_Record excerpts_
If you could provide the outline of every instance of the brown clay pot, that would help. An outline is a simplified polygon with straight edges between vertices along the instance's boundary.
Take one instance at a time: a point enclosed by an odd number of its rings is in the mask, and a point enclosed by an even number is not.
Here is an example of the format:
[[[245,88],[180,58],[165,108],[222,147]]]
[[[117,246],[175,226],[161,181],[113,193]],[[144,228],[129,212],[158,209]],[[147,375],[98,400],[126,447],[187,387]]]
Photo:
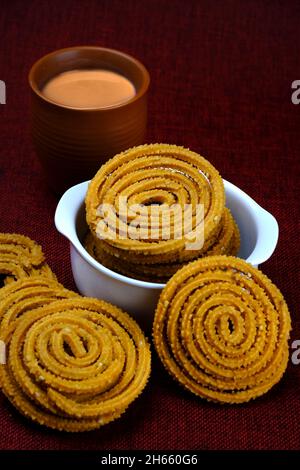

_Action item_
Your copy must match the records above word for word and contain no pictures.

_Your response_
If you could provide the outline of every instance of the brown clay pot, that would help. An outline is a simplified polygon with straight edges between vertices along the instance's boundary.
Take one instance at a time: a point enclosed by an odd number of its rings is in the mask, and a point enclosed by an even number is not.
Here is an example of the format:
[[[245,88],[180,58],[165,108],[222,147]]]
[[[117,246],[175,226],[161,181],[113,193]],[[144,228],[129,212],[158,209]],[[147,375],[98,400],[126,447],[187,387]]]
Photo:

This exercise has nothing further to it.